▶ What the exercise asks
Copy each line containing "jersey" from the listing below.

▶ Available data
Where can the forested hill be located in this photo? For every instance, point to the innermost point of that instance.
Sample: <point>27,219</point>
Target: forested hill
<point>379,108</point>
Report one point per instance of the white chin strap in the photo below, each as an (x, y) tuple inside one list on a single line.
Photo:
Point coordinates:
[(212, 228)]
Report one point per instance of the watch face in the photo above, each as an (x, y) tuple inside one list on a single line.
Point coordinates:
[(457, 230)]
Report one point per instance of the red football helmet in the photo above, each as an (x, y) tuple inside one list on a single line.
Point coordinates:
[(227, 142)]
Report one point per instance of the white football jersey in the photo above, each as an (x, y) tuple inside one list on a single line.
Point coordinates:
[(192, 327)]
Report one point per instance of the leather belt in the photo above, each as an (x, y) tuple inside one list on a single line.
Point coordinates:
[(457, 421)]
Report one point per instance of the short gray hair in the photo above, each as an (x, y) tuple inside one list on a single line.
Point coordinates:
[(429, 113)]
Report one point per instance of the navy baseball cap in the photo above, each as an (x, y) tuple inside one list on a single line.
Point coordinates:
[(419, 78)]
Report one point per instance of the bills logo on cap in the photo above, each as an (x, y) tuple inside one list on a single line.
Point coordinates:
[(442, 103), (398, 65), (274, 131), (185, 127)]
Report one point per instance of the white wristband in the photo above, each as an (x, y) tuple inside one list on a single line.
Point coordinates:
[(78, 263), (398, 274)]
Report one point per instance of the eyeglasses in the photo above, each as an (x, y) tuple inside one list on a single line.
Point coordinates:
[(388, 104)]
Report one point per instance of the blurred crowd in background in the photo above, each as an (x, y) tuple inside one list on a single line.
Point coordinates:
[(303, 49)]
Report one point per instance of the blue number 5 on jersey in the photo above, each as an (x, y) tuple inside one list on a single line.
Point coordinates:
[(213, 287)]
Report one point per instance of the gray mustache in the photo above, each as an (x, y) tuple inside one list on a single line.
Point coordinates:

▶ Reply to the task
Report one point per instance of the white football jersey in the photo above, each as an (x, y) tuple inside one list on a single line.
Report one point per instance of the blue number 5 on jersey in the photo above, each as an (x, y) tuple inside one list on a single line.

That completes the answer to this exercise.